Virginia Woolf, De la lecture et de la critique, suivi de : Les fruits étranges et brillants de l’art, Essais choisis, traduits et présentés par Sylvie Durastanti, Les Belles Lettres, 03/03/23, 280p, 13,50€.
La réédition de textes d’écrivains auxquels nous n’avions plus accès constitue un bonheur rare. Ceux de Virginia Woolf ne font pas exception. En effet, les éditions Les Belles Lettres en ont rassemblé plusieurs, dont deux majeurs, De la lecture et de la critique et Les fruits étranges et brillants de l’art, qui constituent un défi stimulant pour le lecteur en ce début d’été.

**Liste des données**.
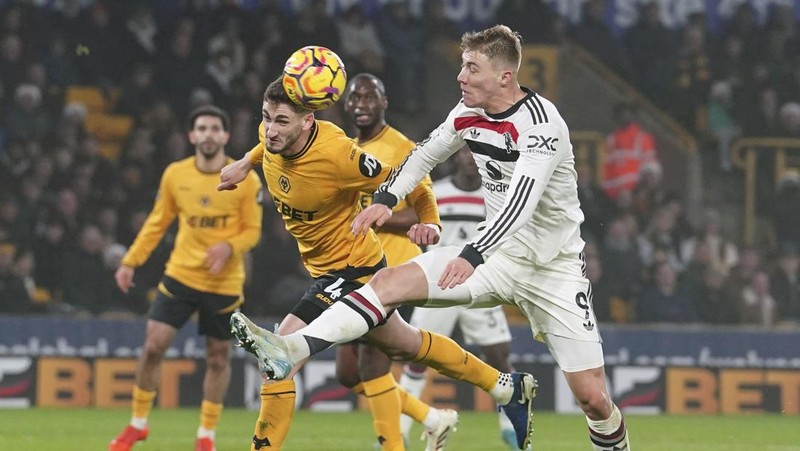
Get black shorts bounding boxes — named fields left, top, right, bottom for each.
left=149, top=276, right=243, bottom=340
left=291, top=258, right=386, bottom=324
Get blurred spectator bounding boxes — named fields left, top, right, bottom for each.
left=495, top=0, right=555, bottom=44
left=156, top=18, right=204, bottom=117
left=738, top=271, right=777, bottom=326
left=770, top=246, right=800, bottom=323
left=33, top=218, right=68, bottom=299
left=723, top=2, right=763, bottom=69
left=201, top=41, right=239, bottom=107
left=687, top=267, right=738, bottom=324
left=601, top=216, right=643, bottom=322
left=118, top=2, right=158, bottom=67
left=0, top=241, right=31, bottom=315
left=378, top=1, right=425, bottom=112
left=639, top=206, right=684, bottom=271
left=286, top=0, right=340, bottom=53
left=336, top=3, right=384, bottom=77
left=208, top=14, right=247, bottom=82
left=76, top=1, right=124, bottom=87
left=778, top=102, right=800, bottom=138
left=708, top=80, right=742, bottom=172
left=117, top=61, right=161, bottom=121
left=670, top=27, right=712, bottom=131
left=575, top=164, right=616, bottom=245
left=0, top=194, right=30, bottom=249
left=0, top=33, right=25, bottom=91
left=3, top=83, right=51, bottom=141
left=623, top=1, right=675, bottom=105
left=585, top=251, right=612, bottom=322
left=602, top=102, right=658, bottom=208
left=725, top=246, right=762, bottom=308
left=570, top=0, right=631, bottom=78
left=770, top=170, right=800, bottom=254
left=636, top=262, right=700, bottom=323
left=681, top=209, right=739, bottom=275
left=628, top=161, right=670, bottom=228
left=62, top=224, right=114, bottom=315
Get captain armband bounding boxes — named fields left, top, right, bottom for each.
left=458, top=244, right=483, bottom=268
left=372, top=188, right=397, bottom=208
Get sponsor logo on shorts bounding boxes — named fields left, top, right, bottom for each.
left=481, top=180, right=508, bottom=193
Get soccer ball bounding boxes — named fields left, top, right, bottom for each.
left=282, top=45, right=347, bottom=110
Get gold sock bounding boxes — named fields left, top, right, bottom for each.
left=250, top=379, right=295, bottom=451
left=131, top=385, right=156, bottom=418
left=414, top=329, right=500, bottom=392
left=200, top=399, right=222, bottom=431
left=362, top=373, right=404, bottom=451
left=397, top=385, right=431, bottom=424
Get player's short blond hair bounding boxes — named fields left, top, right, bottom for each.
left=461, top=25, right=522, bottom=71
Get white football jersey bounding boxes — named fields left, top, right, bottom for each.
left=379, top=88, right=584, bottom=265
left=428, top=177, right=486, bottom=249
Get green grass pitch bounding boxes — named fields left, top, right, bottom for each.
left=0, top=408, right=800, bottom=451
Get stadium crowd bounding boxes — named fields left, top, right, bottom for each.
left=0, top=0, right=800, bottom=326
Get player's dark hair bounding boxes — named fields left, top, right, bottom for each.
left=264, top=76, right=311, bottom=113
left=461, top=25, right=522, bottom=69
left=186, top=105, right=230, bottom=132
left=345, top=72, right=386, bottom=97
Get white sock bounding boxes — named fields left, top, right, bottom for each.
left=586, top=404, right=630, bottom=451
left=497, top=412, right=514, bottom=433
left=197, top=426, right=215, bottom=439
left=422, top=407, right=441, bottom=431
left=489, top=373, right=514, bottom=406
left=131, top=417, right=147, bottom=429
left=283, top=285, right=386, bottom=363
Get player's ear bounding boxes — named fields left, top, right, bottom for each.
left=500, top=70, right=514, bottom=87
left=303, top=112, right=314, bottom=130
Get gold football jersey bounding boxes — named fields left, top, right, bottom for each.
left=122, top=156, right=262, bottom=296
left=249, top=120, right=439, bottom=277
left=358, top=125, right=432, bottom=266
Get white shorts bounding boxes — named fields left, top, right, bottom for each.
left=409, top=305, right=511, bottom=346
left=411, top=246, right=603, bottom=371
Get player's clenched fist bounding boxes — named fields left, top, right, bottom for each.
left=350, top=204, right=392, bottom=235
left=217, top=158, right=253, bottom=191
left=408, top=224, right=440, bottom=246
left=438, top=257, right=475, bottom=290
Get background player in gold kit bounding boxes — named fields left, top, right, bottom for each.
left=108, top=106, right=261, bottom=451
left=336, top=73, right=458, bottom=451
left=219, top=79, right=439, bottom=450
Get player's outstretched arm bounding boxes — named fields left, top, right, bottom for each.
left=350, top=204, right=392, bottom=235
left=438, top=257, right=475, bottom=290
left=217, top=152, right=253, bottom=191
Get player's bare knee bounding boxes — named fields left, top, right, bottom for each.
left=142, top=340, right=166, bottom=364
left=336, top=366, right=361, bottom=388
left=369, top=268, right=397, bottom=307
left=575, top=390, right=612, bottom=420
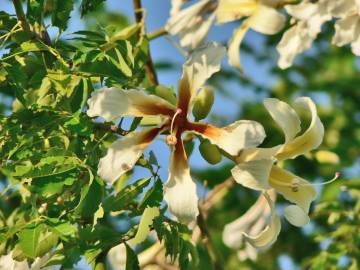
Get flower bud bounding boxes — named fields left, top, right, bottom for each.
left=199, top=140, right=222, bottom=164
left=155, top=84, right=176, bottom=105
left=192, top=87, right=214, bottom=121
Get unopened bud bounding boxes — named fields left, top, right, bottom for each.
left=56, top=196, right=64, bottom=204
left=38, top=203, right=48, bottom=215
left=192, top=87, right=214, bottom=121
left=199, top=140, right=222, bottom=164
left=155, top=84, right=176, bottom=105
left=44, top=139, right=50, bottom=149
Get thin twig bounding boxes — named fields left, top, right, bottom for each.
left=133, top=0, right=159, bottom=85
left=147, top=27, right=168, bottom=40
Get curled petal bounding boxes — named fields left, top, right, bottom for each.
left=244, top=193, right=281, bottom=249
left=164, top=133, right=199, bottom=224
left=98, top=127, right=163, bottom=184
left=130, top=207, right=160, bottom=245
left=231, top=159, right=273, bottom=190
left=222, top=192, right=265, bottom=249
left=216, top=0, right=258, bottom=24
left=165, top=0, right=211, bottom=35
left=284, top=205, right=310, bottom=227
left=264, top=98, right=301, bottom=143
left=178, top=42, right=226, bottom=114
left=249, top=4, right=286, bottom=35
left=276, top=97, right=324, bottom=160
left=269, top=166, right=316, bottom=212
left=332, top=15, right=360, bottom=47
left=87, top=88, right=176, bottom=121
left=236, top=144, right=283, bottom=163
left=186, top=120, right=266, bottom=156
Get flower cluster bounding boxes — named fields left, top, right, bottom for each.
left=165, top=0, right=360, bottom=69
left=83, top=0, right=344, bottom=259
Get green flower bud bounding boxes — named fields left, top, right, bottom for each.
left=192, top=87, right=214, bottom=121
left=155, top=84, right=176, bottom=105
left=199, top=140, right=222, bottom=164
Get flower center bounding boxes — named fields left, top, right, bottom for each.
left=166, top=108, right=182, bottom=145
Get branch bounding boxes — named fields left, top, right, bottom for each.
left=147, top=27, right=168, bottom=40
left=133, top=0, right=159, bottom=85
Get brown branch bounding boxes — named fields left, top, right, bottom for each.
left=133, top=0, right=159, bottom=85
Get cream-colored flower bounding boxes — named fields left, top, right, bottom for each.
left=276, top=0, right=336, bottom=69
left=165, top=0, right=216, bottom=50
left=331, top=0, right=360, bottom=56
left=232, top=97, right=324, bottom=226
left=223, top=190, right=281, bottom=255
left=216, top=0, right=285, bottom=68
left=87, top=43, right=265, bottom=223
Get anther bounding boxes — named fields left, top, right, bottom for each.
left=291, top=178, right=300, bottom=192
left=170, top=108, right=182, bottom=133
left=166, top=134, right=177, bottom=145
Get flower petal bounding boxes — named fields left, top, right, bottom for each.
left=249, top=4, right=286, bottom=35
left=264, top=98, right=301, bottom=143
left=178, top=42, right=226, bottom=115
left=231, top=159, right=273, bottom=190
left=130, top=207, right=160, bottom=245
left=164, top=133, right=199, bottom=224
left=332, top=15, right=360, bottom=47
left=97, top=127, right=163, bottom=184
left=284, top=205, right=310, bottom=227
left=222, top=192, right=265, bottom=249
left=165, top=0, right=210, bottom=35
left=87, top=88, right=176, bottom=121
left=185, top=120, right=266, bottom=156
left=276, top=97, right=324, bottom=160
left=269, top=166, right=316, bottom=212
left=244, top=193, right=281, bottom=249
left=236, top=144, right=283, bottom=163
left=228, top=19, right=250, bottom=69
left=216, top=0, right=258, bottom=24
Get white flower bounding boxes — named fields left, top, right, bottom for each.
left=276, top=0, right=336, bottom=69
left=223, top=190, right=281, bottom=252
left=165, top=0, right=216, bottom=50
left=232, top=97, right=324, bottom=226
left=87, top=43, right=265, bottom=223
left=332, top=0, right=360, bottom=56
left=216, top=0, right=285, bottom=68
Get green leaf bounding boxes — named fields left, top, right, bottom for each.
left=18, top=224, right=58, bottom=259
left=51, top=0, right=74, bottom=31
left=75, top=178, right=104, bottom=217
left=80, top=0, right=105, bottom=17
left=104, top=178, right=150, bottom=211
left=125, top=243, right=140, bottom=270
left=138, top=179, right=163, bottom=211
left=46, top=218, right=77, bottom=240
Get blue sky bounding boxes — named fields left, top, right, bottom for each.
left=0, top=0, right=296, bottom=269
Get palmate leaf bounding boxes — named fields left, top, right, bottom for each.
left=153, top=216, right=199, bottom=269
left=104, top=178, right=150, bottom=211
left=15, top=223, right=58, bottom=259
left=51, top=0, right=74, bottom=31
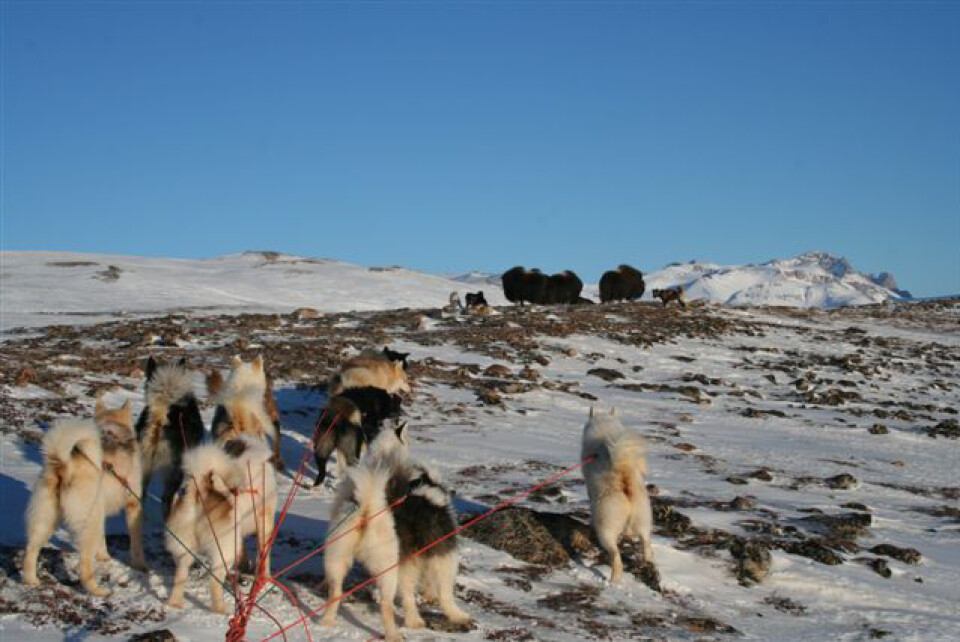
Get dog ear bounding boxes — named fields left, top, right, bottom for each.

**Consigne 1**. Recopiez, dans le texte sur les essais de Virginia Woolf, le passage qui va de « La réédition de » jusqu'à « ce début d’été. ».
**Consigne 2**. D'après le texte sur les essais de Virginia Woolf, qui a traduit et présenté les essais choisis ?
**Consigne 3**. Traduisez en anglais cette phrase du texte sur les essais de Virginia Woolf : « Ceux de Virginia Woolf ne font pas exception. »
La liste n'est d'aucune utilité pour ce travail.

**Réponse 1**.
La réédition de textes d’écrivains auxquels nous n’avions plus accès constitue un bonheur rare. Ceux de Virginia Woolf ne font pas exception. En effet, les éditions Les Belles Lettres en ont rassemblé plusieurs, dont deux majeurs, De la lecture et de la critique et Les fruits étranges et brillants de l’art, qui constituent un défi stimulant pour le lecteur en ce début d’été.

**Réponse 2**. Sylvie Durastanti

**Réponse 3**. Those of Virginia Woolf are no exception.